[Outline annotation records]

⁂

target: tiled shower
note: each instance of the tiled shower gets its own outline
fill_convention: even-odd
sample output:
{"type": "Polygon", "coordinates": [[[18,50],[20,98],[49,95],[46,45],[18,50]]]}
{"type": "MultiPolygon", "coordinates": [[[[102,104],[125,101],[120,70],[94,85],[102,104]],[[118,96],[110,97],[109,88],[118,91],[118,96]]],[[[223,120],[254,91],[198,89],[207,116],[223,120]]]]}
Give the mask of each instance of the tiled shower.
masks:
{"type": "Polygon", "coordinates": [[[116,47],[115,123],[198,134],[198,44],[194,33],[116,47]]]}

⁂

▸ **SET EXERCISE**: Reproduce these records word for word.

▸ **TASK OUTPUT**:
target: tiled shower
note: each instance of the tiled shower gets its own outline
fill_convention: even-odd
sample output:
{"type": "Polygon", "coordinates": [[[18,50],[20,98],[49,95],[46,45],[18,50]]]}
{"type": "MultiPolygon", "coordinates": [[[[102,104],[125,101],[120,70],[94,85],[102,104]],[[118,96],[110,97],[109,88],[118,91],[118,96]]],[[[223,120],[254,91],[198,89],[207,116],[223,120]]]]}
Give the mask of each instance of the tiled shower.
masks:
{"type": "Polygon", "coordinates": [[[116,47],[115,123],[198,134],[198,44],[194,33],[116,47]]]}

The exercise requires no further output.